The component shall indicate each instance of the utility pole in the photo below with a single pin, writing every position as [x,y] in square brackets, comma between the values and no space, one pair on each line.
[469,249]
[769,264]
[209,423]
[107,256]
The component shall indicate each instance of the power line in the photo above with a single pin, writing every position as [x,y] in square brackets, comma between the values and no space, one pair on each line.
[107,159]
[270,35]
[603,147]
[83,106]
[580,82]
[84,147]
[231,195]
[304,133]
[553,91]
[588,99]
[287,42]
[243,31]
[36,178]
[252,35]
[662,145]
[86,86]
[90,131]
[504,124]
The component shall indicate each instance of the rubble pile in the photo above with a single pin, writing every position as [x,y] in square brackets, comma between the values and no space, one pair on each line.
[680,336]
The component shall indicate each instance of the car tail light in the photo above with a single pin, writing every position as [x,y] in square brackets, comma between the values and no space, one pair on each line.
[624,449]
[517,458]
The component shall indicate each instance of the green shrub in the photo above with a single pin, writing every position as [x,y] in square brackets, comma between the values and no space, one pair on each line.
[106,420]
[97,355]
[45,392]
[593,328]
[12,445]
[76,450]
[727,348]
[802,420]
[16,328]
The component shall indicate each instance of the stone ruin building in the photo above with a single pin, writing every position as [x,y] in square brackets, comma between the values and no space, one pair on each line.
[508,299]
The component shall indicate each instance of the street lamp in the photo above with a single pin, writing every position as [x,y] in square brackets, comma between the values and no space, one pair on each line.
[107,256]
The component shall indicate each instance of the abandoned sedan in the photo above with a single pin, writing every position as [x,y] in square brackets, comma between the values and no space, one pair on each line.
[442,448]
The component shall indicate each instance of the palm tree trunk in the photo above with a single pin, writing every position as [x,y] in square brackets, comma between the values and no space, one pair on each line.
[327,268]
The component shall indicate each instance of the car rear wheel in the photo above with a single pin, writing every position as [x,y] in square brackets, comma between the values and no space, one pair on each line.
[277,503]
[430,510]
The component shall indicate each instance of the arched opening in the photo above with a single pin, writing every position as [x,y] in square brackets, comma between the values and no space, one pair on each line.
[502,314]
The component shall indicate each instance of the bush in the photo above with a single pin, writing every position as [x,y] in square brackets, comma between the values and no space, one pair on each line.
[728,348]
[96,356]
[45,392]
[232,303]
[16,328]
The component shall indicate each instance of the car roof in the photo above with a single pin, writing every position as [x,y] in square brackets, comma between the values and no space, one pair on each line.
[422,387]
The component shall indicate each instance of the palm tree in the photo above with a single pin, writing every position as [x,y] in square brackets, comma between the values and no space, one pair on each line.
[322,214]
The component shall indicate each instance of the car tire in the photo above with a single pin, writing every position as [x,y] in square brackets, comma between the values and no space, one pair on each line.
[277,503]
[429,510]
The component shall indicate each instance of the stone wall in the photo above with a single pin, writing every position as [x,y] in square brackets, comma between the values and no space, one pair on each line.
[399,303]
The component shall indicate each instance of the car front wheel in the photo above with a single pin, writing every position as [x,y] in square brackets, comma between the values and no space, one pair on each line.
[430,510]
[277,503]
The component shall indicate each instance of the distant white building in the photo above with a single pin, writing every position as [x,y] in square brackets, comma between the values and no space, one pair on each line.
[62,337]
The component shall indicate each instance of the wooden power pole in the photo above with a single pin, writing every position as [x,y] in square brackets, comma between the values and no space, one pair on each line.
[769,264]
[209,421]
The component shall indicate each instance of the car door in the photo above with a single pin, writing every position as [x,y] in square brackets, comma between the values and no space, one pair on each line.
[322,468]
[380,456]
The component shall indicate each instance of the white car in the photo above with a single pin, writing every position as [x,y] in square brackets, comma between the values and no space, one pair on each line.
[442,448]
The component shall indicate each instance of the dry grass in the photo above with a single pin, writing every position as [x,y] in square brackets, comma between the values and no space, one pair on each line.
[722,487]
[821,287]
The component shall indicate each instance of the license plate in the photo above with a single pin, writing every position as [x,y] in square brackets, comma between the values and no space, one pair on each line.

----------------

- **TASK INSTRUCTIONS**
Write out exactly the lines that begin at the one containing "The component shall indicate each instance of the white" and continue through the last line of the data, and only those.

- **SOLUTION**
The component shall indicate each instance of the white car in the photo above with a single pin, writing every position as [x,y] in square brackets, comma between the values and no space, one pair on each line.
[442,448]
The component shall indicate each instance of the dry grass in the photo above with a single pin, writing every position as [x,y] in square brackets, comma between the values and no space, one pair on each line.
[722,487]
[821,287]
The component shall indicate each instance of the license plate in the photo above with a single pin, writing every position as [x,y] in square brackets, comma between the values and no space, one pair on each line.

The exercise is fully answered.